**Consigne 1:**
Relevez chaque ligne des enregistrements où figure la chaîne « head », en respectant la casse.

La visite officielle du président Nicolas Sarkozy en Inde, du 3 au 7 décembre 2010, a confirmé la volonté des deux pays d’intensifier leurs échanges économiques et technologiques. Un enjeu devenu stratégique pour la France.
L’Inde semble désormais bien ancrée parmi les cibles géographiques prioritaires des entreprises françaises, notamment les plus grandes. Les annonces de projets d’investissement se succèdent depuis quelques mois : Renault, Peugeot, mais aussi Air Liquide et Vinci (voir aussi « Secteurs porteurs » et « Interview croisée »). Le groupe hôtelier Accor prévoit d’ouvrir 90 hôtels en Inde d’ici 2015 contre 9 actuellement (Mercure, Novotel, Ibis), surtout dans les créneaux de milieu de gamme et de l’économique. Il a conclu une co-entreprise avec l’indien InterGlobe, très investi dans l’aviation, le voyage et l’hôtellerie (32 % du capital chacun), au côté du fonds d’investissement hôtelier Pacifica Partnets (36 %).
Le Service économique régional (SER) français recense 750 entreprises françaises en Inde, filiales de 300 groupes, qui devraient employer plus de 200 000 salariés en Inde à la fin de cette année. Entre 2008 et 2012, les entreprises françaises devraient investir 10 milliards d’euros dans ce pays. Elle y vont pour le marché local, mais aussi pour les marchés extérieurs : 12 % ont une activité dont les débouchés se trouvent ailleurs qu’en Inde, en raison du poids des sociétés informatiques ou des plateaux d’ingénieurs liés aux technologies de l’information.

Éléments de données:
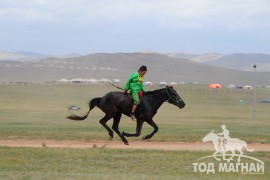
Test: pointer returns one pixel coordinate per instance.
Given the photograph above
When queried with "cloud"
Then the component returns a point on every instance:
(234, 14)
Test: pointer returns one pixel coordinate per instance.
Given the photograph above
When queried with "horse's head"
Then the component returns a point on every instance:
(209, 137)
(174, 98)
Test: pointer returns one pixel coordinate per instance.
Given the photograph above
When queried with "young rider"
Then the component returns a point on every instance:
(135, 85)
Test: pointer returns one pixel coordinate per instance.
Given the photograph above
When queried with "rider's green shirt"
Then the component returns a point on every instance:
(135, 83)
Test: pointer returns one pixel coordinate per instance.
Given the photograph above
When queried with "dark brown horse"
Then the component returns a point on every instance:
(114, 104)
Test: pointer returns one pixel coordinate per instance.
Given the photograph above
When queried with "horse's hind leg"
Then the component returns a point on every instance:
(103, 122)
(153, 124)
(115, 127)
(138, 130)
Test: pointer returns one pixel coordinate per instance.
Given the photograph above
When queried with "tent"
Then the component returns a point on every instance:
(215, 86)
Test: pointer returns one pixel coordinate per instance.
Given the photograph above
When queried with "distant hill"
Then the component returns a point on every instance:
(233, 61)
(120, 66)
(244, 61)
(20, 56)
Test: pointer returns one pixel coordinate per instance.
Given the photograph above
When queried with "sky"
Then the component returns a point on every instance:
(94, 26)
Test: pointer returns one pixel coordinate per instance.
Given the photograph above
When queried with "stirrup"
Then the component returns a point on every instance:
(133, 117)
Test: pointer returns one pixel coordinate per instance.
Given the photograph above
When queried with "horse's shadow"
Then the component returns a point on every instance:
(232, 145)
==
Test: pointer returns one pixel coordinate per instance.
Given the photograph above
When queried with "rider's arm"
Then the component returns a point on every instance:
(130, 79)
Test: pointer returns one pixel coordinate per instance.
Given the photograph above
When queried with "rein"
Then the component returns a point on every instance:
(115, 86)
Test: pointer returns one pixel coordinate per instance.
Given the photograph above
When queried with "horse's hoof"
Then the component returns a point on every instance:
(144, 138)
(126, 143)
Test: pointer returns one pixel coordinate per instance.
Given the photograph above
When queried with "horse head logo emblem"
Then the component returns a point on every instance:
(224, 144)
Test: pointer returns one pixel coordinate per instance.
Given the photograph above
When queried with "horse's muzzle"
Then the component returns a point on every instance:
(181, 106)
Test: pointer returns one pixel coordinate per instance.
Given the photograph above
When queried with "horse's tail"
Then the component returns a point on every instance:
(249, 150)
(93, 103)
==
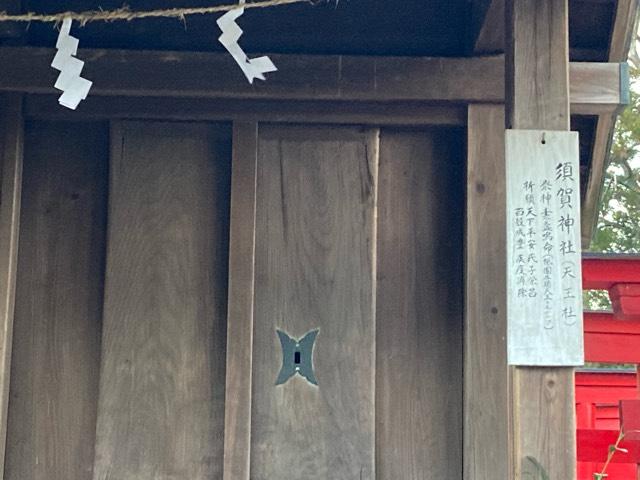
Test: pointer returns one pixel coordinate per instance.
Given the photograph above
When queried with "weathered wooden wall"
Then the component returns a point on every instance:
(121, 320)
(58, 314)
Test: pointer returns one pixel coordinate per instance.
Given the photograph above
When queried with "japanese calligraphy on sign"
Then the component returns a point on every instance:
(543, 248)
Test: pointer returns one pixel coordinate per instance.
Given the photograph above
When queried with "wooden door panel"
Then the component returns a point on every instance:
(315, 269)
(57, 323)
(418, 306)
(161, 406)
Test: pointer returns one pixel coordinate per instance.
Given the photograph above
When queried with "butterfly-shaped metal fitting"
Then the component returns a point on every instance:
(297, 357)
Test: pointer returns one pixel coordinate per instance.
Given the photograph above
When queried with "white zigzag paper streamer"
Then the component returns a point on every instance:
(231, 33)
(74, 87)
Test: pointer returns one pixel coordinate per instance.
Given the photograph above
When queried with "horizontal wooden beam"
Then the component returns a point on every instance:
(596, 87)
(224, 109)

**Consigne 2:**
Pour chacune des affirmations suivantes, indiquez par oui ou par non si elle concorde avec le texte sur les entreprises françaises en Inde, et citez les mots du texte qui tranchent. (a) Accor prévoit d'ouvrir 90 hôtels en Inde d'ici 2015. (b) La visite de Nicolas Sarkozy en Inde s'est déroulée du 3 au 7 novembre 2010. (c) Les entreprises françaises présentes en Inde sont les filiales de 500 groupes.

**Réponse rédigée 1:**
When queried with "horse's head"
When queried with "horse head logo emblem"

**Réponse rédigée 2:**
(a) Oui : « Le groupe hôtelier Accor prévoit d’ouvrir 90 hôtels en Inde d’ici 2015 ».
(b) Non : « du 3 au 7 décembre 2010 ».
(c) Non : « filiales de 300 groupes ».